**WRITTEN INSTRUCTION 1:** In the bezier.h header code, which function does the comment say is assumed to be defined?

**TEXT PROVIDED:**
// |||||||||||||||||||||||||||||||||||||||||||||||||||||||||||||||||||||||||||||||||||||||||||||||
// ^^^^^^^^^^^^^^^^^^^^^^^^^^^^^^^^^^^^^^^^^^^^^^^^^^^^^^^^^^^^^^^^^^^^^^^^^^^^^^^^^^^^^^^^^^^^^^^
// bezier.h
//   Neal Binnendyk, nealabq -at- gmail, nealabq.com
//   Copyright (c) 2010. All rights reserved.
//
# pragma once
# ifndef BEZIER_H
# define BEZIER_H
// _______________________________________________________________________________________________
//
// Generic bezier/spline functions.
// Assumes interpolate( FACTOR_T factor, SCALE_T, SCALE_T) is defined.
// _______________________________________________________________________________________________
// ^^^^^^^^^^^^^^^^^^^^^^^^^^^^^^^^^^^^^^^^^^^^^^^^^^^^^^^^^^^^^^^^^^^^^^^^^^^^^^^^^^^^^^^^^^^^^^^

  template< typename SCALE_T, typename FACTOR_T >
  typename boost::remove_reference<
    typename boost::remove_cv<
      SCALE_T
    >::type
  >::type
interpolate( FACTOR_T factor, SCALE_T v0, SCALE_T v1)
{
    return (v0 == v1) ? v0 : ((FACTOR_T( 1) - factor) * v0) + (factor * v1);
}

// _______________________________________________________________________________________________

  template< typename SCALE_T, typename FACTOR_T >
  typename boost::remove_reference<
    typename boost::remove_cv<
      SCALE_T
    >::type
  >::type
bezier( FACTOR_T factor, SCALE_T v0, SCALE_T v1, SCALE_T v2)

**DATA FOR THIS EXERCISE:**
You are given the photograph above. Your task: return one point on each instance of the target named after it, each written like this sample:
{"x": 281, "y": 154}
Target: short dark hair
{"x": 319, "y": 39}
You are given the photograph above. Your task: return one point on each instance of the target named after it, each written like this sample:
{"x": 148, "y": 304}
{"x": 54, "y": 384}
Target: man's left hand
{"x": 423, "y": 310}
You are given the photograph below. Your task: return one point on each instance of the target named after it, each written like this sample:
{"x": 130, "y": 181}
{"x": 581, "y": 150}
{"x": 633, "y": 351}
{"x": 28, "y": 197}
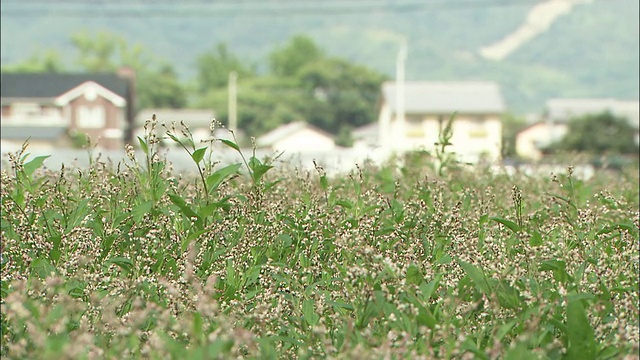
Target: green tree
{"x": 341, "y": 93}
{"x": 157, "y": 84}
{"x": 161, "y": 89}
{"x": 214, "y": 67}
{"x": 598, "y": 134}
{"x": 297, "y": 53}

**WRITTEN INSTRUCTION 2:** Render the entries from the line containing "You are given the photograph below." through the end of the entries as a JSON list of strings, one string for each line, with blank lines omitted and the pictures left out.

**EXERCISE SOLUTION 1:** interpolate( FACTOR_T factor, SCALE_T, SCALE_T)

**EXERCISE SOLUTION 2:**
[
  "You are given the photograph below. Your task: return one point on each instance of the target named after it, each written like this sample:",
  "{\"x\": 130, \"y\": 181}",
  "{\"x\": 581, \"y\": 150}",
  "{\"x\": 633, \"y\": 351}",
  "{\"x\": 28, \"y\": 197}",
  "Target: green tree",
  "{\"x\": 341, \"y\": 93}",
  "{\"x\": 157, \"y\": 84}",
  "{\"x\": 161, \"y\": 89}",
  "{\"x\": 214, \"y\": 67}",
  "{\"x\": 598, \"y\": 134}",
  "{\"x\": 297, \"y\": 53}"
]